--- Set task ---
Extend the account of the home stay with Tibetan nomad families above Qinghai Lake, starting immediately after its closing question, which ends "lightning flashing on all sides?"

Start of Text to read

The landscape of my home stay with Tibetan families in the mountains above Qinghai Lake is imprinted on the backs of my eyelids, green and blue boring through my active visual life, allowing me to feel the serenity I felt when I was there. It reminded me of Ireland, and of the solitude and simple beauty that I have gone there to seek in the past. Of course, the yaks and the appearance of the people are wildly different, but in many ways I felt that the souls of these shepherds were akin to their brothers and sisters on another continent.

The Tibetan nomads are intensely connected with their animals, their land, but they are also wary, separate, and in control. Often, in cities or in the wilderness, I feel that I am under the thumb of nature or the world around me, that I am not in control. That lack of agency does not to appear in the Tibetan nomads, partially because it seems to me that they have ceased to struggle against nature in the same way I do; they have an indelible confidence in the natural world. With the changes in weather, extremes of the climate further polarizing, some of the former predictability of the conditions in there in the mountains is gone. How was my host family unable to flinch as we sat in our tent at 10 pm under the light of a single fluorescent bulb with hail pouring down, threatening to cut holes in the tent, and lightning flashing on all sides?

End of Text to read
Start of Raw data

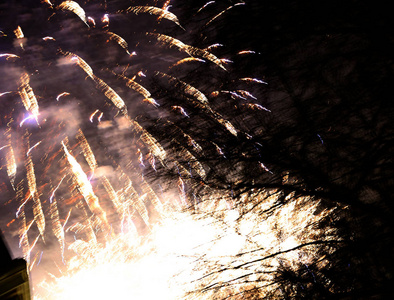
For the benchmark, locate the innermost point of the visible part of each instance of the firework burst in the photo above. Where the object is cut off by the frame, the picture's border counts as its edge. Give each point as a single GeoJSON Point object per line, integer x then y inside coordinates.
{"type": "Point", "coordinates": [119, 135]}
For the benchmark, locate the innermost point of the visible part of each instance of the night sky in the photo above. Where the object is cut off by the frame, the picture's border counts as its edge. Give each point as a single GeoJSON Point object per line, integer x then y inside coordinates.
{"type": "Point", "coordinates": [327, 119]}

End of Raw data

--- Answer below ---
Coming from a home of three people, I understand the bonds of an only child with their parents quite well. My parents and I, no matter our quarrels and our differences, are a tightly knit unit. The family I stayed with above Qinghai Lake reminded me immensely of that. They did not demonstrate affection in the same way I do with my parents, but every interaction showed love, support, and respect. The son, about 7 years old, was full of energy, but he did as he was told, even anticipating his parents needs. He was never disciplined; there was no need. This was in strong contrast to my previous home stay with a Tibetan family in Rebkong: the 4 year old girl was constantly in trouble with her parents for her bad behavior and disrespect. What allows for such a large difference in parenting styles and in a child’s behavior? Does the life in the city have that large an effect on the personality of a child? The solitude, the independence, the wherewithal that is necessary in the nomadic lifestyle probably causes a child to learn how important obedience is rather early on. With taking care of livestock and living off the land there is no room for error.

It is a life without walls, without Western ideas of comfort, but a life full of weathered hands, wind-beaten cheeks, whispered emotion, milk tea, hard work, and warm blankets inside tents that lie right beneath the starry sky.